● **Задания к упражнению**:
1 - Ответьте по отрывку о смене эпох на три вопроса, по одному в строке:
(a) Как у нас тогда еще не назывались полупроводники?
(b) Чем Сталин объявил кибернетику?
(c) С каким периодом жизни автора совпал расстрел революционной эпохи?
2 - Перечислите всё, что в отрывке о смене эпох названо в скобках как составные части электроники.
3 - Перепишите без изменений фрагмент отрывка о смене эпох, который открывается словами с «О высвобождении и» и заканчивается словами «сказкой почти любому.».

О высвобождении и использовании атомной энергии уже говорили, но казалось, что это еще далеко, а может, и несбыточно, как perpetuum mobile. Но некоторые физики, как теперь всем известно, не только говорили, а и работали над этим. Не было еще и телевидения, даже в Америке. Но о такой возможности уже писали, она предполагалась. Так же как и телемеханика — дистанционное (по радио) управление машинами и приборами. Использование полупроводников, которые транзисторами у нас еще не назывались, уже тоже стояло на повестке дня. Но как бы вытекающая из всей этой электроники (радио, телевидения, телемеханики и транзисторов), базирующаяся на ней кибернетика показалась бы еще глупой сказкой почти любому.
Это уже было делом другой эпохи — эпохи НТР, плодами которой мы пользуемся (например, компьютером, на котором я это пишу), но ощутить очертания и возможности созданного ею мира до сих пор еще не можем. Это теперь, а тогда при всей нашей вере в технику, науку и человеческий разум — и говорить нечего. Неудивительно, что Сталин при появлении кибернетики не поверил даже в ее военное значение, которое всегда было для него решающим аргументом, и объявил ее лженаукой. Предыдущую эпоху Сталин — то с пользой для себя, то во вред — обманывал и подминал как хотел: он знал ее язык. Но кибернетика была языком иной эпохи, за ней он просто не мог угнаться и попытался прикончить ее привычным образом — расстрелять сзади веером от пуза, как ему удалось расстрелять революционную эпоху, языком которой владел в совершенстве.
Но язык менялся не только в этом смысле. Понятия и представления тех дней сегодня иногда трудней вообразить, чем мир без радио и телевидения. Психологически с той поры, с которой связано пробуждение моего сознания и начало моей биографии, мы пережили несколько эпох.
Эта разница эпох создает для меня определенные трудности. Упоминавшийся расстрел революционной эпохи, происшедший на моих глазах более полувека назад, совпал по времени с моим отрочеством и надолго определил содержание моей жизни, мои симпатии и антипатии. Сегодня я вижу тогдашние события совсем не так, как тогда. Возникает опасность как инерции тогдашних представлении, так и неофитского отталкивания от них. Поэтому я и говорю, что когда судно этого повествования войдет в пролив, ведущий через 1937 год, дальше надо плыть очень осторожно. Рифы на этом пути подстерегают с двух сторон, и нельзя приставать ни к тому, ни к другому берегу — ни к Сталину, ни к тем, кого он уничтожил. Они вовсе не одно и то же, как сегодня хотелось бы некоторым, но разнятся между собой не как Добро и Зло и не как правые и виноватые, как хотелось бы другим. И как казалось мне в детстве. Но всю жизнь я прожил под властью тех, кто уничтожил, или, точней, заместил, уничтоженных, а не тех, кого уничтожили, или заместили. Временами это приводило к аберрациям в смысле чрезмерного сочувствия к уничтоженным и замещенным.

● **Исходные данные**:
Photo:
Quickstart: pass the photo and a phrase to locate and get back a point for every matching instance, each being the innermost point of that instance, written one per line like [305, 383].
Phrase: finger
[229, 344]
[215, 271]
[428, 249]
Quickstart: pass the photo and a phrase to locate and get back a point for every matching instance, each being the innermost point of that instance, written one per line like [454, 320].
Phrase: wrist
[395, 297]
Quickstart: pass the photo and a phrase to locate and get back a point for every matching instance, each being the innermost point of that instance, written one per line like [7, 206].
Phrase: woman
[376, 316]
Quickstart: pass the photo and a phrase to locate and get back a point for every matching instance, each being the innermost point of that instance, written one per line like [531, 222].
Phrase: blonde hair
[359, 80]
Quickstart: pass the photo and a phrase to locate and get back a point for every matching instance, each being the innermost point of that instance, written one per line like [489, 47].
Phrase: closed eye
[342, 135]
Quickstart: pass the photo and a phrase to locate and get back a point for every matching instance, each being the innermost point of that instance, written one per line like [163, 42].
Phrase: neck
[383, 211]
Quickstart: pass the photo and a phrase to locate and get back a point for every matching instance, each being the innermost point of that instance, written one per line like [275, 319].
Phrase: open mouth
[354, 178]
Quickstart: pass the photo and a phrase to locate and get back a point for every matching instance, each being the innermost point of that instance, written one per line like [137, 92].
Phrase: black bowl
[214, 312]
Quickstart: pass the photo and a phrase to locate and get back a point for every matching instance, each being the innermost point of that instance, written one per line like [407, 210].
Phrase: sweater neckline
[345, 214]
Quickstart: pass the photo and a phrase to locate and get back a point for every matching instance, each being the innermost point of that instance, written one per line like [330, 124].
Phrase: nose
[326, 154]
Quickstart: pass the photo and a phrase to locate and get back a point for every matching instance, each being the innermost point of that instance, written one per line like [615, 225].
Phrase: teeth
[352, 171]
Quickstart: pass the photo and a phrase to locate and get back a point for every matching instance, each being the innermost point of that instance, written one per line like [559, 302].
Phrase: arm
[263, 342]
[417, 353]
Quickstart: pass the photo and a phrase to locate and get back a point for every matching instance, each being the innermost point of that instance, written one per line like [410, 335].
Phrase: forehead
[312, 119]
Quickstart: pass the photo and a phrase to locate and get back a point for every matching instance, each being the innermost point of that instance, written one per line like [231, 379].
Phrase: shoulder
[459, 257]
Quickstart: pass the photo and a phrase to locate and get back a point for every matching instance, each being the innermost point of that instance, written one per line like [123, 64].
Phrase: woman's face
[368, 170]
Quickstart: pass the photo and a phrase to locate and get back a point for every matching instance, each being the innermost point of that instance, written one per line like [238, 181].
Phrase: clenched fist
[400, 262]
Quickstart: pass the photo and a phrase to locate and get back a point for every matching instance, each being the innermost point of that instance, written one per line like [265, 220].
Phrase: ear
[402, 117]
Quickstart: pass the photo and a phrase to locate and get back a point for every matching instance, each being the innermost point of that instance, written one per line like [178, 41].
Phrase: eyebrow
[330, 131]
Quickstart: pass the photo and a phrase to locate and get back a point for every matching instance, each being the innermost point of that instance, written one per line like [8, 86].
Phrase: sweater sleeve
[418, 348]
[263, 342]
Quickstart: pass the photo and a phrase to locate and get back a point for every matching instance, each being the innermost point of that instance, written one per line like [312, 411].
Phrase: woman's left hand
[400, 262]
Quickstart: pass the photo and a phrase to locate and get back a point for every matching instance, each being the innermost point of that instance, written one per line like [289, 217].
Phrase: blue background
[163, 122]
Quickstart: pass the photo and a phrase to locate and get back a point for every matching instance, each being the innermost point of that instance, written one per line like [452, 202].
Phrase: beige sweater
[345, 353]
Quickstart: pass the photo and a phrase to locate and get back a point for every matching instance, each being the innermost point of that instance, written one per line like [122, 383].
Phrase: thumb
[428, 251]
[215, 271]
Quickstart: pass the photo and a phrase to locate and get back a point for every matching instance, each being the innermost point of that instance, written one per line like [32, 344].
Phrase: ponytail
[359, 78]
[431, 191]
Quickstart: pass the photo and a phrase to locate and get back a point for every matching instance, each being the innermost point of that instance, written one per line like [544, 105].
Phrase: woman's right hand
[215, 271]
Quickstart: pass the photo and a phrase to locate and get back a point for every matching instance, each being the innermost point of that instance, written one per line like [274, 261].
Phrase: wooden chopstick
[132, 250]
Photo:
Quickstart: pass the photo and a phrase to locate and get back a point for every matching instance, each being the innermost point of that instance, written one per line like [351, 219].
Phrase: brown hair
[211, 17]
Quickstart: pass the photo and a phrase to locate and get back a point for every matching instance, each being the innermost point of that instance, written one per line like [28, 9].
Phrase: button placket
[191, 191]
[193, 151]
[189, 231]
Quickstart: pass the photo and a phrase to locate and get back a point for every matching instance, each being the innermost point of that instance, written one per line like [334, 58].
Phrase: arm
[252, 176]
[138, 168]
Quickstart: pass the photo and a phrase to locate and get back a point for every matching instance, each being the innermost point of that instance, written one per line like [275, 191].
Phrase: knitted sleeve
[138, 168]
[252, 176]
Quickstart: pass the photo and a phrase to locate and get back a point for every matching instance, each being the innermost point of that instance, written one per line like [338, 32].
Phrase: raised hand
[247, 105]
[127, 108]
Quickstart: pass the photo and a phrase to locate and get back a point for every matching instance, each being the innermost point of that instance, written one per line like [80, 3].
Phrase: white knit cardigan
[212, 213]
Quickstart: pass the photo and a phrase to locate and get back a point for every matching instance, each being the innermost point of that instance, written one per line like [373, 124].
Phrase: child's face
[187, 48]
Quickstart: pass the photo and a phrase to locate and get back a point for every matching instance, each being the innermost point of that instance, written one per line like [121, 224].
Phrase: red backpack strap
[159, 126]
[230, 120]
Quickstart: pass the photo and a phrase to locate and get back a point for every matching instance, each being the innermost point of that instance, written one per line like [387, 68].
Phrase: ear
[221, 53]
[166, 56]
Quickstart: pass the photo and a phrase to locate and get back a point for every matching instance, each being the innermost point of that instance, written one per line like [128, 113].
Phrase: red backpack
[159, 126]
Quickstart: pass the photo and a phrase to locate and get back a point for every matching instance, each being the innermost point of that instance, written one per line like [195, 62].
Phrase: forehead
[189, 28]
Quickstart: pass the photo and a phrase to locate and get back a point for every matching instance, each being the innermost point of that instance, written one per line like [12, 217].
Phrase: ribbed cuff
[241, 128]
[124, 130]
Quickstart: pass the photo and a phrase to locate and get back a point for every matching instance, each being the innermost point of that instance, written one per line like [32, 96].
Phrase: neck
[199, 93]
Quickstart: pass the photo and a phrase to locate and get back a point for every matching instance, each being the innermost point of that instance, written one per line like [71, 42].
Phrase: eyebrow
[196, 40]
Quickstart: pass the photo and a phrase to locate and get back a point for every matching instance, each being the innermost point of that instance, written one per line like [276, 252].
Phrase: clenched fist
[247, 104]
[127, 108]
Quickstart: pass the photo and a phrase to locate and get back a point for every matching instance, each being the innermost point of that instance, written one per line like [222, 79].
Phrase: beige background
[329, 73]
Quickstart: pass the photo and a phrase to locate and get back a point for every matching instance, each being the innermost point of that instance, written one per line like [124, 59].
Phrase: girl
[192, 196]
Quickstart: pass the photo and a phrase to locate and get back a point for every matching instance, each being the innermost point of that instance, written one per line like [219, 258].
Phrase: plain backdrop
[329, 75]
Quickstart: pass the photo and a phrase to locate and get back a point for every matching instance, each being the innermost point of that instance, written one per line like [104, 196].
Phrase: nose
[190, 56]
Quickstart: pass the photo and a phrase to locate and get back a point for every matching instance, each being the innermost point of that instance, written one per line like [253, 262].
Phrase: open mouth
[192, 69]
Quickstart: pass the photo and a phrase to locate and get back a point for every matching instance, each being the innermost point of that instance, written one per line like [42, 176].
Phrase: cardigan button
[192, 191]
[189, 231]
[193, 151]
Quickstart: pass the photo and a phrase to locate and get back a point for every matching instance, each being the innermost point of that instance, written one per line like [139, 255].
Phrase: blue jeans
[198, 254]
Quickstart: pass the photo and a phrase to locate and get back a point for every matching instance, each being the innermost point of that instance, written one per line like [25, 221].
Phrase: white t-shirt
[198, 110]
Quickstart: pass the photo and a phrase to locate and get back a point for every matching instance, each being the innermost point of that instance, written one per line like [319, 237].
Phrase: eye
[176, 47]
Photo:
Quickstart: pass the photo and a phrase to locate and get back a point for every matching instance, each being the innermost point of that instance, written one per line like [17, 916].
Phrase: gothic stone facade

● **Ответы**:
1 -
(a) Транзисторами.
(b) Лженаукой.
(c) С отрочеством.

2 - Радио, телевидение, телемеханика, транзисторы.

3 -
О высвобождении и использовании атомной энергии уже говорили, но казалось, что это еще далеко, а может, и несбыточно, как perpetuum mobile. Но некоторые физики, как теперь всем известно, не только говорили, а и работали над этим. Не было еще и телевидения, даже в Америке. Но о такой возможности уже писали, она предполагалась. Так же как и телемеханика — дистанционное (по радио) управление машинами и приборами. Использование полупроводников, которые транзисторами у нас еще не назывались, уже тоже стояло на повестке дня. Но как бы вытекающая из всей этой электроники (радио, телевидения, телемеханики и транзисторов), базирующаяся на ней кибернетика показалась бы еще глупой сказкой почти любому.